**Passage shown**
In Pony, we have six reference capabilities. I'm going to omit transition because it is a little bit of an edge case, and I want to get the main idea across. What rights do those capabilities give to the holder, the local alias, and the global alias? The iso capability and the ref capability say, the holder may read and write. The val and the box capabilities say, the holder may only read. The tag says, the holder cannot do anything. When Sylvan started thinking about these things, he only had this in mind, but because we set it up in a nice matrix, we realized that there is one more, which is the tag. Actually, this one more is very useful. The local aliases need to be somehow different for these two, and for these two, since the holder has identical rights. The iso capability says the local alias is not allowed to do anything, cannot read, cannot write. It can only know the identity of the thing. Whereas, the ref says the local alias might read, write, whatever they want. The val capability says the local alias is only allowed to read, while for box it says, I don't know. It's actually a union type. Tag, we don't know. The local alias might read, write. We know nothing. Since here, locally, at least one reference is able to write, then the global alias is not allowed to neither read nor write. Otherwise, we would have data races here. Since we want to be sure that we can read, then the global alias is also only allowed to read. Here, the global alias is also allowed to read. Which of those can I send across actors? I can send iso, because I know that I'm the unique one who can read, so if I give up my iso, and I give it to Justin, then I know that nobody's going to be in trouble. I can also give val because I know everybody is in agreement, nobody is going to read from it, so it can be shared across. I can give tag, because when I give it I give it as tag. I say, you are not allowed to look inside it. Tag comes up a lot when you have lookup tables, and things like that, when you only want to pass the identity to somebody else who has got the rest of the information locally.

The reference capabilities are attached to the references, which are paths, things like x, x.f, x.f.g when we're looking at more fields. They express whether the holder is allowed to read or write, and say something about the other objects. Also, note, that not only do we have capabilities for variables and arguments, we also have got capability for the receiver. Here, we are saying this function is modifying the receiver, therefore, it needs ref capability for the receiver.

**Data extract**
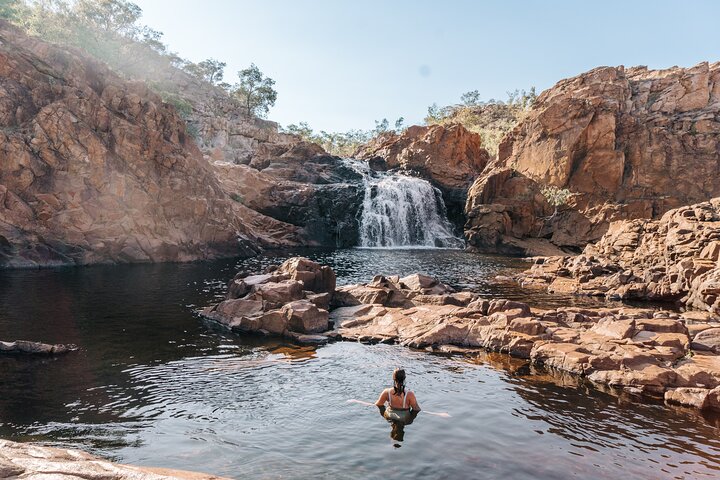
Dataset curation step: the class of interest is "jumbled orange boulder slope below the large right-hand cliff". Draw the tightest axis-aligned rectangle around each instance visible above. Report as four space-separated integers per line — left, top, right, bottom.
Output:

**Your assignment**
Copy out the passage on reference capabilities in Pony word for word, from its first sentence to its last.

**Reply to the exercise**
In Pony, we have six reference capabilities. I'm going to omit transition because it is a little bit of an edge case, and I want to get the main idea across. What rights do those capabilities give to the holder, the local alias, and the global alias? The iso capability and the ref capability say, the holder may read and write. The val and the box capabilities say, the holder may only read. The tag says, the holder cannot do anything. When Sylvan started thinking about these things, he only had this in mind, but because we set it up in a nice matrix, we realized that there is one more, which is the tag. Actually, this one more is very useful. The local aliases need to be somehow different for these two, and for these two, since the holder has identical rights. The iso capability says the local alias is not allowed to do anything, cannot read, cannot write. It can only know the identity of the thing. Whereas, the ref says the local alias might read, write, whatever they want. The val capability says the local alias is only allowed to read, while for box it says, I don't know. It's actually a union type. Tag, we don't know. The local alias might read, write. We know nothing. Since here, locally, at least one reference is able to write, then the global alias is not allowed to neither read nor write. Otherwise, we would have data races here. Since we want to be sure that we can read, then the global alias is also only allowed to read. Here, the global alias is also allowed to read. Which of those can I send across actors? I can send iso, because I know that I'm the unique one who can read, so if I give up my iso, and I give it to Justin, then I know that nobody's going to be in trouble. I can also give val because I know everybody is in agreement, nobody is going to read from it, so it can be shared across. I can give tag, because when I give it I give it as tag. I say, you are not allowed to look inside it. Tag comes up a lot when you have lookup tables, and things like that, when you only want to pass the identity to somebody else who has got the rest of the information locally.

The reference capabilities are attached to the references, which are paths, things like x, x.f, x.f.g when we're looking at more fields. They express whether the holder is allowed to read or write, and say something about the other objects. Also, note, that not only do we have capabilities for variables and arguments, we also have got capability for the receiver. Here, we are saying this function is modifying the receiver, therefore, it needs ref capability for the receiver.